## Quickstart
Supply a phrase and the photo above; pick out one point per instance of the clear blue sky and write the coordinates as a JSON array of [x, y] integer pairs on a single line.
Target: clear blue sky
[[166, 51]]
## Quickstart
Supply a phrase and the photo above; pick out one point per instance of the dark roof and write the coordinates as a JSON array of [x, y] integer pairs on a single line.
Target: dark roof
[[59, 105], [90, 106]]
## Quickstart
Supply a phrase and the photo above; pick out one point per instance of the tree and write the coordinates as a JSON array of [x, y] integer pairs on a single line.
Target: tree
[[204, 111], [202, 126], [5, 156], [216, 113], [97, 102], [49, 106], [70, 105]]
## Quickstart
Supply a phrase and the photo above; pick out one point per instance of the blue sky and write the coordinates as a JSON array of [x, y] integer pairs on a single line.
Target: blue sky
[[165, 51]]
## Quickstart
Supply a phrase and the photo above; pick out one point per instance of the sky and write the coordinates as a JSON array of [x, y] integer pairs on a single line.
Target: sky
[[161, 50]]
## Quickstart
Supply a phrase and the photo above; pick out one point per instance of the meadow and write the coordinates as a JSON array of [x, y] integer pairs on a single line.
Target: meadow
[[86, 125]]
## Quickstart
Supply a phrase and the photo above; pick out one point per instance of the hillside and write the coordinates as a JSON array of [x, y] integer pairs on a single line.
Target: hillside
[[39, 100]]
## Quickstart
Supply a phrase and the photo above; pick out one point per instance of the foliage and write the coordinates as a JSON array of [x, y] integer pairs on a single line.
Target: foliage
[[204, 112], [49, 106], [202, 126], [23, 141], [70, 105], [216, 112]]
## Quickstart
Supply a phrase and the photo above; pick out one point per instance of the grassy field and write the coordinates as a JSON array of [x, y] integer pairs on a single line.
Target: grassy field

» What you will do: Report each line in the entries above that contains the word "tree", copying every such line in full.

» Reply:
Supply a phrase and the photo above; pick out one point per instance of the tree and write the coordinates as a JSON array of [x, y] integer pairs on a single line.
Target: tree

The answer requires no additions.